Activity: Set down exactly, and only, the lines from the one with "Two rules. Place a point on every instance of the brown" to the final line of the entries, both included.
****************
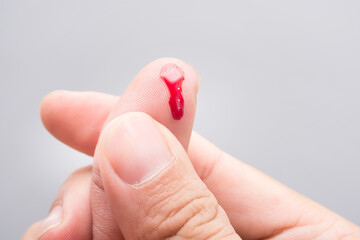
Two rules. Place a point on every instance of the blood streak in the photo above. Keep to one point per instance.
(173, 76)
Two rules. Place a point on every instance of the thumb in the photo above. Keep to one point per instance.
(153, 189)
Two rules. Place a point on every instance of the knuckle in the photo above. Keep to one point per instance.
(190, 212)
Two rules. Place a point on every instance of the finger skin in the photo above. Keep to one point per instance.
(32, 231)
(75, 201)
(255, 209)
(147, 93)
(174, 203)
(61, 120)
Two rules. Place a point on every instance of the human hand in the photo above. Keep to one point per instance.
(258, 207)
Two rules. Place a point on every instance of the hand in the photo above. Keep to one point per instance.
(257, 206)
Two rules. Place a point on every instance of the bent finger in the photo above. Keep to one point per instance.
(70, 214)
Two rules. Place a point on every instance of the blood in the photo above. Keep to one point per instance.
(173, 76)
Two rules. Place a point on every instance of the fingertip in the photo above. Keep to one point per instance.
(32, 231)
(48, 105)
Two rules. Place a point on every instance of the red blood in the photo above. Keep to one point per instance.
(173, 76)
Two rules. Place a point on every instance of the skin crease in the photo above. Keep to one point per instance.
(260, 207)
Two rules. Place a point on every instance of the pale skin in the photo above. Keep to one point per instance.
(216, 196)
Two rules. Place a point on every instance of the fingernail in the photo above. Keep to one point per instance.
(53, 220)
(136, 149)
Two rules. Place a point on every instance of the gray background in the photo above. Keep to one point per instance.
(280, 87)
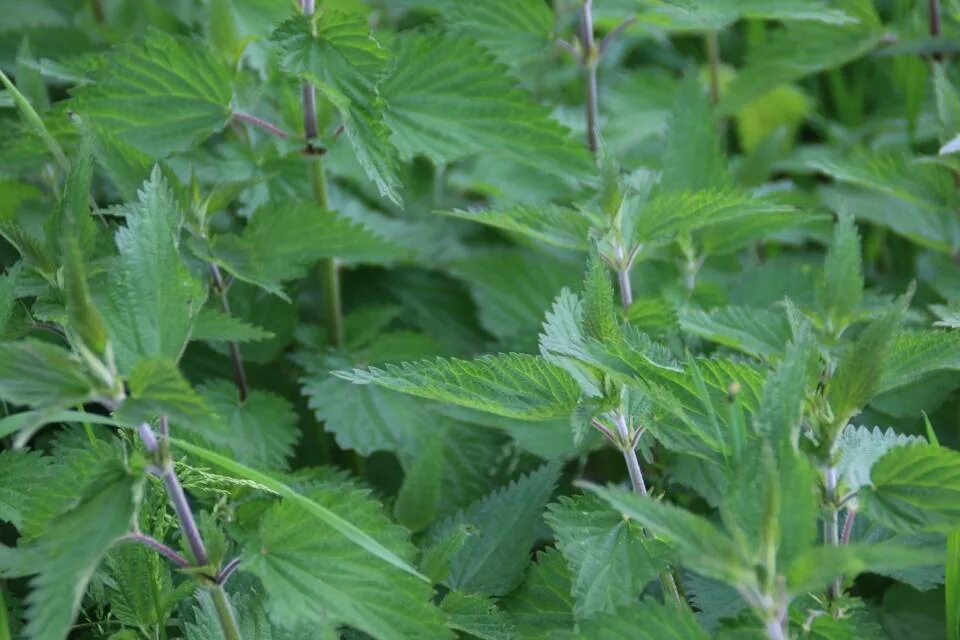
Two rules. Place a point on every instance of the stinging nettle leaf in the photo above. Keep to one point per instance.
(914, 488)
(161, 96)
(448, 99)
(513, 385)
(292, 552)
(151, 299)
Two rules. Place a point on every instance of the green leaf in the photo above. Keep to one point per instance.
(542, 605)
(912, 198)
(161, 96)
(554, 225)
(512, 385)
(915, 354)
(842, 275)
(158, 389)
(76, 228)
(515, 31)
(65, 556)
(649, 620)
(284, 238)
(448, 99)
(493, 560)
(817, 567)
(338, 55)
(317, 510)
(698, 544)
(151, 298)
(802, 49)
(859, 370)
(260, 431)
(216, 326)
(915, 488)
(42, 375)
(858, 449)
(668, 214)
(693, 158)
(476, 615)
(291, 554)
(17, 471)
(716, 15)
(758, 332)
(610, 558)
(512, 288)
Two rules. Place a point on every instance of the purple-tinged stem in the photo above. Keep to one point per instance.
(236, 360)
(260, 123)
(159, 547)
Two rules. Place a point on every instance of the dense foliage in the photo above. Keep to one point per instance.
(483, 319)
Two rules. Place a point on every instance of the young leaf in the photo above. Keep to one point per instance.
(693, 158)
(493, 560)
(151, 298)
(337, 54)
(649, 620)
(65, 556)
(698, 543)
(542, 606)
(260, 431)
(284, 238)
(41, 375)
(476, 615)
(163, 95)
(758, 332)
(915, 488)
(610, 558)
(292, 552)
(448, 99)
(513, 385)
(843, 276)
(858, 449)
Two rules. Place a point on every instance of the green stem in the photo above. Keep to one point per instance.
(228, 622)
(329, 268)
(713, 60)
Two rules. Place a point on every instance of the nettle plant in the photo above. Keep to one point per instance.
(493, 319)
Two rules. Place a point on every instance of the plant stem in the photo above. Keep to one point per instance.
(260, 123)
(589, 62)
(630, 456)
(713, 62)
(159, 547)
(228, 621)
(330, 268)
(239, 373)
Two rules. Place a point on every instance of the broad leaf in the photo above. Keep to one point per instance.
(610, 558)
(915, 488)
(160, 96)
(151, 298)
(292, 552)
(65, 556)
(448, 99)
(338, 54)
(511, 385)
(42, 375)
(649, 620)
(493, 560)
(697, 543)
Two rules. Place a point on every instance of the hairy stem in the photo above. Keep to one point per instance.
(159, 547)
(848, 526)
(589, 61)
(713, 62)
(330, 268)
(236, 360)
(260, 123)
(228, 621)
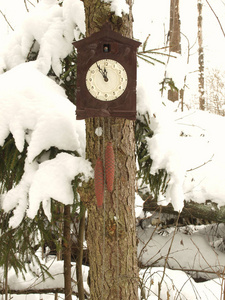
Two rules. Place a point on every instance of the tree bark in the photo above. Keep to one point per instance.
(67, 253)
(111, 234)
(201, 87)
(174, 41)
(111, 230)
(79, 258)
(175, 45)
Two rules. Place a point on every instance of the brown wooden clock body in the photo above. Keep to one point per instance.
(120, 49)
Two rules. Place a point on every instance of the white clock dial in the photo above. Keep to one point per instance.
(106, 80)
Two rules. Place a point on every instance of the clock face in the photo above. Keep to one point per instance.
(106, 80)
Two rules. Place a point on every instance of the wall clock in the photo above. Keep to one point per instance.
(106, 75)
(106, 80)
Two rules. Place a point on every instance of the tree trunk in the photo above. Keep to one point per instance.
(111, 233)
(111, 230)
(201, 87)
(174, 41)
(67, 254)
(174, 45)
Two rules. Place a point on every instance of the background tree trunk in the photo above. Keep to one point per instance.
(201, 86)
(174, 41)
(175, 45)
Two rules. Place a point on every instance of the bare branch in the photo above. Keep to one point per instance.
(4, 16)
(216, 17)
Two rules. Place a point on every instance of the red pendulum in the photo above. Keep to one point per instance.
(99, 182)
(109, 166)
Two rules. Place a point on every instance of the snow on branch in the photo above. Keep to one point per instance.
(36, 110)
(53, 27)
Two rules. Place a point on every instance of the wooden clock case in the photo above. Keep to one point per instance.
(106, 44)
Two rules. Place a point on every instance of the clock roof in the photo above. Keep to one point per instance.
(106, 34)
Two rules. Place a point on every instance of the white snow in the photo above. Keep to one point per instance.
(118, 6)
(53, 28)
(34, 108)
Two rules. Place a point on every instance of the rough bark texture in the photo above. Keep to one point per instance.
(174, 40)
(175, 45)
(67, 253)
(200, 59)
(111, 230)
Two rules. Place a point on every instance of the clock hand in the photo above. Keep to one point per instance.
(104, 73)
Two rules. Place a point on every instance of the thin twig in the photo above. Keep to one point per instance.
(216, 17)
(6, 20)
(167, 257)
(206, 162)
****************
Written solution:
Two rules. Place a point on every instance of the brown wooden clock body in the photo above. Keep to one point per instance.
(120, 49)
Two rules. Place a point on every instance of the white clock dial in the photo above. Keep to one point per instance.
(106, 80)
Two rules. Place a point on every instance of the clock face in the photo above. Keep to one point per instance.
(106, 80)
Two rules. Place a point on every instance of the wall clock in the photo above. Keep to one point per instance.
(106, 75)
(106, 80)
Two rules. Place a point on every instance of the tree trunk in the photo above. Keep to one point per instance.
(111, 233)
(111, 230)
(201, 87)
(174, 41)
(67, 254)
(174, 45)
Two rules. Place a point on every instance of the background tree trunk in the photo above. Keep to one point per instance.
(201, 86)
(174, 41)
(175, 45)
Two rules. Place a point on every instance of the bare branch in the photo above. Keep to one point per instance.
(4, 16)
(216, 17)
Two rules. Place a point on every instance of the red pendulum in the photo above. Keep to one point per instance.
(99, 182)
(109, 166)
Two rules. Place a point on every instance of the snow on branch in the photo above. Keep to one point per instance.
(36, 110)
(53, 27)
Two rules. Place a point on every instance of the wooden clock case in the photo above. Keep to one point per instance.
(106, 44)
Two rules. Place a point on every instance of the clock roof in the photo above. Keep to one point per instance.
(106, 34)
Two rules. Place a point on every instance of the white snow in the photo above. Keep to one point per instance.
(118, 6)
(53, 28)
(34, 108)
Two rules. Place a point on every instance of the rough bark texture in the photo above. Keep to one point per instance.
(174, 40)
(175, 45)
(67, 253)
(200, 59)
(111, 230)
Two rules. Place a point on every instance of the clock hand in the photo above. Keep to one point per instance.
(104, 73)
Two rules. Place a point on every instance of the thin twig in the photo above. Keep to one point per instance.
(216, 17)
(6, 20)
(167, 257)
(206, 162)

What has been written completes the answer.